READING PASSAGE ::
· · ·
A voice synthesis method is provided. The method includes: for each sound model of a plurality of sound models, performing a first matching operation on a user attribute and a sound model attribute of the sound model to obtain a first matching degree for the sound model attribute, and determining a sound model with a sound model attribute having the highest first matching degree as a recommended sound model; for each content of a plurality of contents, performing a second matching operation on a sound model attribute of the recommended sound model and a content attribute of the content to obtain a second matching degree for the content attribute, and determining a content with a content attribute having the highest second matching degree as a recommended content; and performing a voice synthesis on the recommended content by using the recommended sound model, to obtain a synthesized voice file.

Description

CROSS-REFERENCE TO RELATED APPLICATION
This application claims priority to Chinese Patent Application No. 201811523539.X entitled “Voice Synthesis Method, Device and Apparatus, as well as Non-Volatile Storage Medium”, and filed on Dec. 13, 2018, which is hereby incorporated by reference in its entirety.
TECHNICAL FIELD
The present application relates to a technical field of voice synthesis technology, and in particular, to a voice synthesis method, device, apparatus, and a non-volatile storage medium.
BACKGROUND
Voice synthesis technology is one of important technologies and application directions in the field of artificial intelligent voice. By means of the voice synthesis technology, texts input by users or products can be converted into voice, and anthropomorphic voice can be output by imitating human “talking” through a machine. The voice synthesis technology can be applied in several scenarios, such as mobile applications, Internet applications, applet applications, and Internet of Things (IoT) intelligent hardware devices, and the like, and is one of main ways for people to interact with machines naturally.
Current voice synthesis systems can provide users with a variety of sound models, and various sound models can correspond to different tone features, accent features and the like. The users can select a suitable sound model and use the sound model to perform voice synthesis on the text to obtain a corresponding voice text by themselves. By this way, only a scenario in which a user performs selection actively is taken into account. However, no sound model is recommend based on user preferences or user attributes, and whether the recommended sound model is appropriate for the content is not taken into account as well. For example, a sound model for a deep and heavy tone may be not suitable for funny content, and a sound model for British English may be not suitable for an American drama, etc. Since it is difficult to ensure that a sound model is synthesized by applying a suitable match, a better user experience cannot be provided by means of existing voice synthesis systems.
SUMMARY
A voice synthesis method and device are provided according to embodiments, so as to at least solve the above technical problems in existing technologies.
· · ·
EXCERPTED DATA ::

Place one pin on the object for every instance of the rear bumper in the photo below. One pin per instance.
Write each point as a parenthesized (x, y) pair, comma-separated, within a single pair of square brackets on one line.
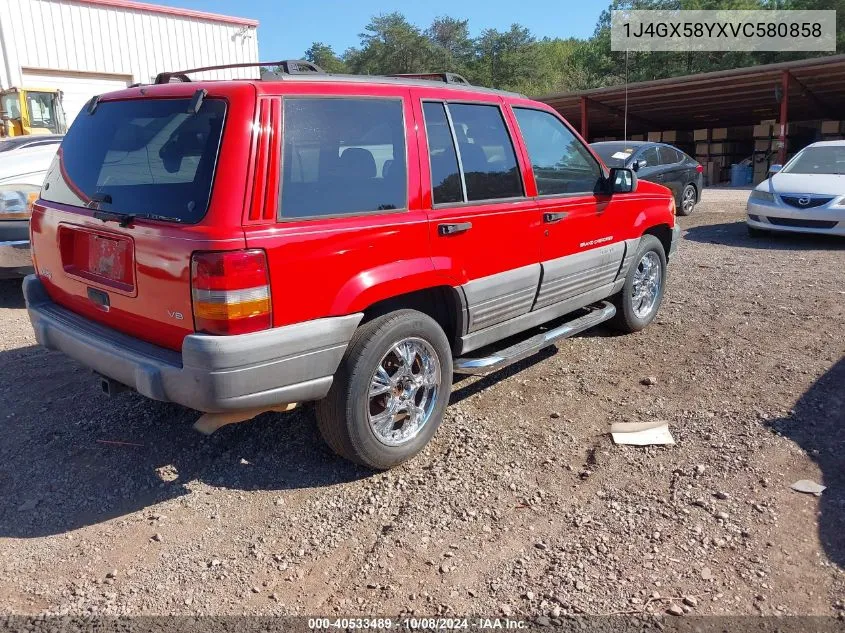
[(293, 363), (15, 257)]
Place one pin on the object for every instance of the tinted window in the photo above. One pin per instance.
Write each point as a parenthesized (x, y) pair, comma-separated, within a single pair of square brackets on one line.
[(445, 177), (144, 157), (342, 156), (821, 159), (649, 155), (613, 154), (560, 161), (670, 156), (487, 154)]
· · ·
GOALS ::
A. Reproduce the stretch of the voice synthesis passage from "Description" through "in its entirety.".
B. According to the voice synthesis passage, on what date was the Chinese patent application claimed for priority filed?
C. List the scenarios in which the voice synthesis passage says voice synthesis technology can be applied.

THE SOLUTIONS ::
A.
Description

CROSS-REFERENCE TO RELATED APPLICATION
This application claims priority to Chinese Patent Application No. 201811523539.X entitled “Voice Synthesis Method, Device and Apparatus, as well as Non-Volatile Storage Medium”, and filed on Dec. 13, 2018, which is hereby incorporated by reference in its entirety.

B. Dec. 13, 2018

C.
- Mobile applications
- Internet applications
- Applet applications
- Internet of Things (IoT) intelligent hardware devices